STATED TASK | Rewrite all of the entries below with "Quickstart" replaced by "Getting started" and everything else unchanged. Leave out the pictures.

** START SUPPLIED ENTRIES **

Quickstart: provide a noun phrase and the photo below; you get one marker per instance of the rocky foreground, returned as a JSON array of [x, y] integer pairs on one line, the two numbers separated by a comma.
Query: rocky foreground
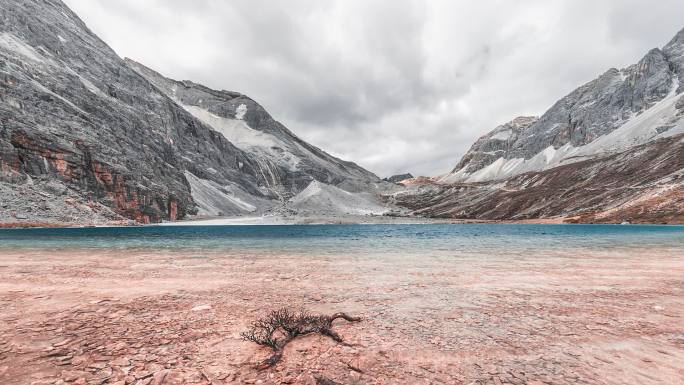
[[107, 317]]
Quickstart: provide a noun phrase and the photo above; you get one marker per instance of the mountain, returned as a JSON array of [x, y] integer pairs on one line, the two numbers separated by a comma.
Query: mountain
[[398, 178], [614, 112], [610, 151], [86, 136]]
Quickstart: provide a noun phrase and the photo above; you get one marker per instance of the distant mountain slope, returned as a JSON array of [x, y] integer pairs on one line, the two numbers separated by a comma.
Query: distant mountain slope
[[643, 184], [618, 110], [74, 114], [287, 163], [610, 151]]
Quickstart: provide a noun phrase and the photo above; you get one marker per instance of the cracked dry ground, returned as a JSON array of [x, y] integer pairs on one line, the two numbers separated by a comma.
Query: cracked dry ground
[[137, 317]]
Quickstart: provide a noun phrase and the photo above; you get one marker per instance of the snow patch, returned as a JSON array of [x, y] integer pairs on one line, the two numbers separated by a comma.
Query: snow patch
[[213, 199], [240, 111], [324, 199], [502, 135], [638, 129], [12, 43], [246, 138]]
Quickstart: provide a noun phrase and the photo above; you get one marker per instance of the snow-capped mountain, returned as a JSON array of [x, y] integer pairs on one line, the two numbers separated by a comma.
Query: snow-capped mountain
[[83, 129], [610, 151], [618, 110]]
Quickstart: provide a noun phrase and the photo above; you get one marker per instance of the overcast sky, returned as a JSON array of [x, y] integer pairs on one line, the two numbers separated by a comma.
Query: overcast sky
[[395, 86]]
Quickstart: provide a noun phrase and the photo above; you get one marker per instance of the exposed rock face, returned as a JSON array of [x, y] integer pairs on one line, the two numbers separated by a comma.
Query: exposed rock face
[[618, 110], [494, 145], [643, 184], [398, 178], [71, 110], [610, 151], [286, 163]]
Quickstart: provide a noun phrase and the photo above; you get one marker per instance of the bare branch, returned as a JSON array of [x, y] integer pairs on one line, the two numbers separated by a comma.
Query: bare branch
[[279, 327]]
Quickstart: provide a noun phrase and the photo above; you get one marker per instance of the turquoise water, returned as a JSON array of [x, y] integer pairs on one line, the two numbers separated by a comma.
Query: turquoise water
[[351, 239]]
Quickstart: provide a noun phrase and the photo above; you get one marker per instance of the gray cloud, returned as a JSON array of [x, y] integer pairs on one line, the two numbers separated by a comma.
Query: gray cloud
[[393, 85]]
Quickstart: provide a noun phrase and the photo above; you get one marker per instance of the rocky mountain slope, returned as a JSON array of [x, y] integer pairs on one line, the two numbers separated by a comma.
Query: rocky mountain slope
[[642, 185], [618, 110], [121, 141], [610, 151]]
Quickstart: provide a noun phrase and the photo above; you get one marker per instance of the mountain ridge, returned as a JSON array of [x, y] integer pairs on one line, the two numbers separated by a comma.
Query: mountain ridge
[[593, 110], [79, 120]]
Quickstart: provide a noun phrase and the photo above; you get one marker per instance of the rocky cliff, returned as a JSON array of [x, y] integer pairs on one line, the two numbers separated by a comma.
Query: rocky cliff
[[618, 110], [610, 151], [116, 139]]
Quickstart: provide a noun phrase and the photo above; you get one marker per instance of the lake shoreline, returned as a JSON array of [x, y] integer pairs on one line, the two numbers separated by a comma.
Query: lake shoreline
[[559, 316], [276, 220]]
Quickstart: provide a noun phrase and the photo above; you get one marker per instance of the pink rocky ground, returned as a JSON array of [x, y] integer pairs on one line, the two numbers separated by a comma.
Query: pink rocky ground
[[108, 317]]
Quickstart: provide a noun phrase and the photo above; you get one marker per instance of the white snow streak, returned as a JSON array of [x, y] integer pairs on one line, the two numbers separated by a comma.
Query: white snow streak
[[12, 43]]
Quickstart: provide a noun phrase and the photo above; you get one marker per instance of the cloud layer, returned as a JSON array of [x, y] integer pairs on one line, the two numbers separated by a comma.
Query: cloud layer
[[395, 86]]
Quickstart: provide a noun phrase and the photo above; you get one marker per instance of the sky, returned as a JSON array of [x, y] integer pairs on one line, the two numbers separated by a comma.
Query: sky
[[394, 85]]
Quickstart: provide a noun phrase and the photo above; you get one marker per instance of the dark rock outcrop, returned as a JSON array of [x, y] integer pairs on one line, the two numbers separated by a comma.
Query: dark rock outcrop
[[398, 178], [71, 110], [614, 100]]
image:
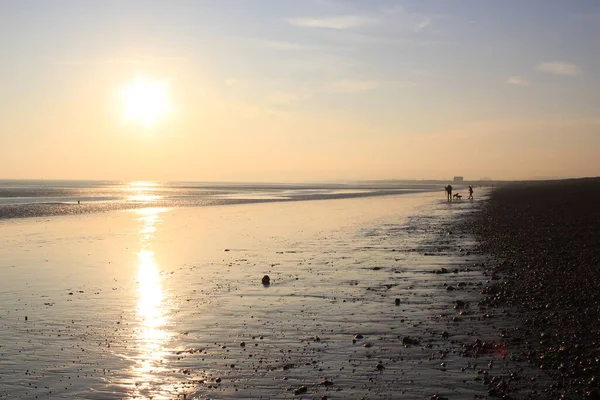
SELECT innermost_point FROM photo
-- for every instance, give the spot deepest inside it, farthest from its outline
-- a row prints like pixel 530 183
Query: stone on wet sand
pixel 266 280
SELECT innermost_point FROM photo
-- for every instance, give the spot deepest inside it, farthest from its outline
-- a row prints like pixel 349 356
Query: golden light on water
pixel 145 103
pixel 152 335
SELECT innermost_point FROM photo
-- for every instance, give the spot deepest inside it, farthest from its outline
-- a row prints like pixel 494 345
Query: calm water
pixel 30 198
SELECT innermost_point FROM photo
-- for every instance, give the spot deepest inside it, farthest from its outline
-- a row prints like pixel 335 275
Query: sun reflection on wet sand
pixel 152 336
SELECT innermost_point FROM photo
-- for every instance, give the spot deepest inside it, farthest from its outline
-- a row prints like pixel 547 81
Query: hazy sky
pixel 301 90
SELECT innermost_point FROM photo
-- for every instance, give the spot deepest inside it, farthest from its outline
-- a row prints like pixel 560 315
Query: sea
pixel 36 198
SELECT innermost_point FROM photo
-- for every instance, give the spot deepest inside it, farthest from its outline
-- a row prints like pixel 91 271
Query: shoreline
pixel 329 322
pixel 543 237
pixel 39 210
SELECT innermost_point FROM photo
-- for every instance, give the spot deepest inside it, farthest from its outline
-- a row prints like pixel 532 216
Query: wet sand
pixel 374 298
pixel 546 240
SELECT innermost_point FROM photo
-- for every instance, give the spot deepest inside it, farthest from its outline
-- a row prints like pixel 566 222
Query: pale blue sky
pixel 303 90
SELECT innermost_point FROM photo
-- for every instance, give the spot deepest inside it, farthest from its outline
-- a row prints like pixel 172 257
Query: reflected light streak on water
pixel 152 337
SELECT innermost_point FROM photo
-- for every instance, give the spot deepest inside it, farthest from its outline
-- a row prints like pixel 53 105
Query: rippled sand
pixel 168 303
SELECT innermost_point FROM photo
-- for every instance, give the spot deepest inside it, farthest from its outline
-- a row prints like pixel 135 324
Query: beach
pixel 545 239
pixel 168 303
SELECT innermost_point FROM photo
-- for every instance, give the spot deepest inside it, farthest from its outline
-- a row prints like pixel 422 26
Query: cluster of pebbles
pixel 545 239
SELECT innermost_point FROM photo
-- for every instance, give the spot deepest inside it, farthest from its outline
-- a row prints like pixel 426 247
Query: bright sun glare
pixel 145 102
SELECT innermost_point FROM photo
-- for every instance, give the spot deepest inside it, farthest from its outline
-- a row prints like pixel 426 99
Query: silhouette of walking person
pixel 449 192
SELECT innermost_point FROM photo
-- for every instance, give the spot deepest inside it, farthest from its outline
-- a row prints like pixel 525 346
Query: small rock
pixel 409 340
pixel 300 390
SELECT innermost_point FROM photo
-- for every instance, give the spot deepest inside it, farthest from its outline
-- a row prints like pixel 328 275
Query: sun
pixel 145 103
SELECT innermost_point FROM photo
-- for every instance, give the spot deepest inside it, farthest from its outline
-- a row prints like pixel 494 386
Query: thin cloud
pixel 421 25
pixel 518 81
pixel 352 86
pixel 291 46
pixel 338 22
pixel 560 68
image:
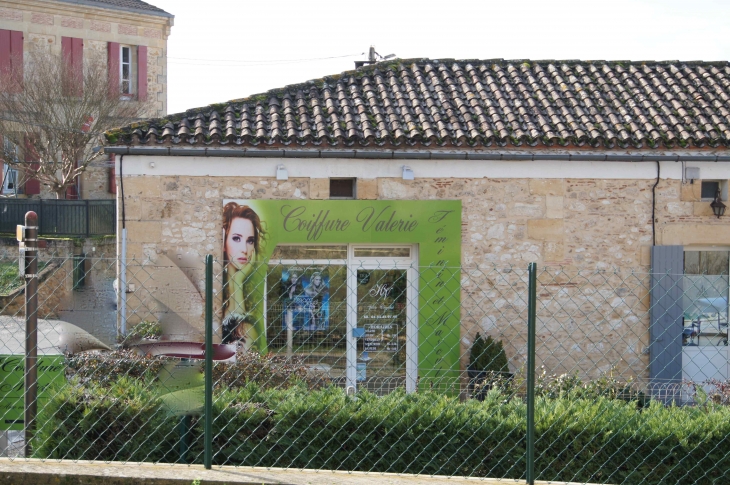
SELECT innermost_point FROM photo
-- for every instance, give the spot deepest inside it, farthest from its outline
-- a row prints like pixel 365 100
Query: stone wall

** END SUPPLIED ENTRIES **

RESULT |
Getting started: provide a noun phrase and the photo below; you get one marker per instance of the rocky foreground, returned as a JSON array of [x, y] integer pairs on one line, the two numbers separated by a comma.
Query: rocky foreground
[[107, 317]]
Getting started: provide a noun phrase and the photo above; you get one marker per instance of the mountain, returned as a JSON array of [x, y] integer pairs on one line, the two numbers separated by a comma.
Query: mountain
[[398, 178], [614, 112], [610, 151], [86, 136]]
Getting started: provide a noun phrase and the photo above; you get one marker per instance of the distant mountain slope, returned as a JSON array of [x, y] integer pairs on one line, the two numbers separated by a comma.
Query: distant mountain slope
[[643, 184], [618, 110], [74, 114], [287, 163], [610, 151]]
Getting started: provide a noun phrase and the photo above; you get one marker per instance of the cracked dry ground, returned as a JSON array of [x, y] integer pairs on one line, the two numbers separated by a comma.
Query: cracked dry ground
[[137, 317]]
Getting started: provide a noun phrase and the photo above; you get one marker per instance of the snow patch, returned as a JSON array of [x, y] integer pairs on one line, the two numbers separated by a comma.
Query: snow patch
[[213, 199], [240, 111], [324, 199], [502, 135], [638, 129], [12, 43], [246, 138]]
Getting started: provide a noun phrase and the photo above; you get one marker per instance of the snow-capped mountain, returned as a JSON array of [x, y] integer pairs on one line, the two numbers separated by a comma.
Query: snow-capped mountain
[[83, 129], [610, 151], [618, 110]]
Getting started: provide a noun phrase and the photo above; you get one marker per instance of the overcast sky, returned as a JSON array of [x, y] integer pairs on one line, the two numbers separated by a comma.
Query: overcast sky
[[395, 86]]
Getting started: provide a noun phrase and the photo above; you get one marker per instance of the exposed rock face, returned as a JSON array of [x, y] integer pairs on one line, the two numbers separated by a comma.
Query: exposed rock face
[[618, 110], [494, 145], [643, 184], [398, 178], [71, 110], [610, 151], [286, 163]]
Getting started: provide a noun phrase and the photo above; you get one marker per instance of the bare branch, returned as a JSON array of [x, y] integer pairs on one line, the two numbers separated by a comma.
Query: bare branch
[[279, 327]]
Getting started: provide a noun phrase and the photo above; you get one marker per instance of the turquoise water, returned as a JSON array of [x, y] integer pairs on one line, the two numbers separated by a comma.
Query: turquoise water
[[351, 239]]
Getting started: provide a noun phrase and the photo above; you get one marker per instance of the gray cloud, returned as a JSON array of [x, y] integer pairs on one line, the two numbers separated by a comma.
Query: gray cloud
[[393, 85]]
Getting started: provide a noun phrase and the photo above; you get one marker per instance of the rocky mountain slope, returned as a JSON array of [x, y] integer pairs on one line, the two numbers separated by a comma.
Query: rocky mountain slope
[[642, 185], [618, 110], [121, 141], [610, 151]]
Getting started: provide a noun phrase and the photo above; you get one marker per instance of the mountain ridge, returned as a JSON array of [x, y] integer pairs on one line, the two numbers separated by a comma.
Query: mountain ridge
[[593, 110], [79, 120]]
Getting started: provide a noun phrase and the photo above; you get one marker per instance of the rocky cliff, returned as a JSON array of [x, y] integer pairs on one line, the two numbers separated by a comma.
Query: rocky cliff
[[618, 110], [610, 151], [116, 139]]
Getting started: provide a noun phrase and the photo above; you get one marker per instance of the lake shoreline, returned as a JSON array of [x, y] integer pairs on one line, the two numbers separated by a comma.
Query: lake shoreline
[[559, 316], [276, 220]]
Getting started: provide a noun phrase and the photo above; you get one marker per instance of the pink rocky ground, returned as a JSON array of [x, y] integer pairs on one line, the two numbers separated by a comma.
Query: pink rocky ground
[[108, 317]]
Getting started: provide a noun phrase and the photo above; you get one marker per instance of the white snow streak, returned as a JSON array of [x, y] integer pairs on one line, the two numbers separated by a comma.
Query: white snow streak
[[12, 43]]
Getting started: provide a noun phrase and the photo above; you get one marker per instance of the cloud layer, returned as a JSON array of [x, y] integer pairs on one line, the two numbers separated by a comma.
Query: cloud layer
[[395, 86]]
Getting started: provide a noun phrase and the photo above; you get one marker per instance of the sky, returned as a JSON array of [x, y] integer pairs on one line, the two numbers separated by a comma.
Query: sky
[[394, 85]]
Getting started: provide a noun phrase and the photo above; you get one marker per instance of the dark rock outcrop, returned as a JSON array of [x, y] integer pairs on one line, the two numbers separated by a comma.
Query: dark rock outcrop
[[398, 178], [71, 110], [614, 100]]
image:
SELECT innermost_point FROM photo
-- for every instance, give the spot deepest inside it, farthest from its outline
-- a row prints like pixel 530 183
Query: stone on wet sand
pixel 266 280
SELECT innermost_point FROM photo
-- for every instance, give the spot deepest inside it, farthest from its outline
-- a row prints like pixel 349 356
Query: golden light on water
pixel 145 103
pixel 152 335
SELECT innermost_point FROM photo
-- for every instance, give the spot deepest inside it, farthest from its outline
-- a row prints like pixel 494 345
Query: calm water
pixel 30 198
SELECT innermost_point FROM photo
-- for every instance, give the spot deepest inside it, farthest from its outline
-- a row prints like pixel 335 275
Query: sun reflection on wet sand
pixel 152 336
SELECT innermost_point FROM photo
-- for every instance, give the spot deepest inside it, farthest from its outline
-- a row prints like pixel 547 81
Query: hazy sky
pixel 301 90
SELECT innermost_point FROM photo
-- for every instance, give the spot deepest inside it, farthest from its outline
-- a row prints like pixel 560 315
Query: sea
pixel 36 198
SELECT innermost_point FROM photo
-- for every instance, give the spot deepest inside it, farthest from its outline
-- a row prints like pixel 91 271
Query: shoreline
pixel 329 322
pixel 543 237
pixel 39 210
SELECT innermost_point FROM photo
-- for every instance, give the spot deepest inside it, farthest from its outline
-- a row prints like pixel 532 216
Query: wet sand
pixel 374 298
pixel 546 240
SELECT innermost_point FROM photo
-- for every instance, give the spot deepest inside it, farthest from its outline
-- a row prints like pixel 566 222
Query: pale blue sky
pixel 303 90
SELECT innermost_point FROM photo
-- for every instance, give the spot deepest inside it, farthest from its outline
-- a row prints like pixel 172 257
Query: reflected light streak on water
pixel 152 337
SELECT innermost_point FROM photo
-- for every instance, give the spot deepest inside it, farthest from its outline
-- a row prints like pixel 53 105
Query: rippled sand
pixel 168 303
SELECT innermost_point FROM photo
-- for every instance, give the spot deepest inside it, farthest from its outline
-- a row prints like pixel 135 324
Query: beach
pixel 545 239
pixel 168 303
SELECT innermost_point FROM photo
-- for every instance, give the spot deepest inside it, farthest from its outline
-- a row prints like pixel 422 26
Query: cluster of pebbles
pixel 545 239
SELECT innermost_point FROM photo
-- for every instance, give the spot deepest inside it, farthest from its outline
-- a row prints like pixel 426 247
Query: bright sun glare
pixel 145 102
SELECT innermost_point FROM photo
-- for every instance, give the spot deepest inside it, farthest from its outline
-- a row prints like pixel 426 99
Query: silhouette of walking person
pixel 449 192
SELECT innermost_point FROM photo
-- for every instance, give the spot deepest inside it, farthest from its outline
-- a row prints like pixel 525 346
Query: small rock
pixel 409 340
pixel 300 390
SELECT innermost_point FROM photo
-- for every instance, give the spot deepest inside it, farthest from its outline
-- a row prints like pixel 328 275
Query: sun
pixel 145 103
SELECT innermost_point FROM photo
-- for every instance, give the spot deepest inside it, farthest from its outline
-- a row prints like pixel 494 386
Query: thin cloud
pixel 421 25
pixel 518 81
pixel 352 86
pixel 291 46
pixel 338 22
pixel 560 68
image:
SELECT innermost_point FROM photo
-- for every instance, give the spot deepest inside it, farthest from its outline
-- a row prints like pixel 365 100
Query: stone wall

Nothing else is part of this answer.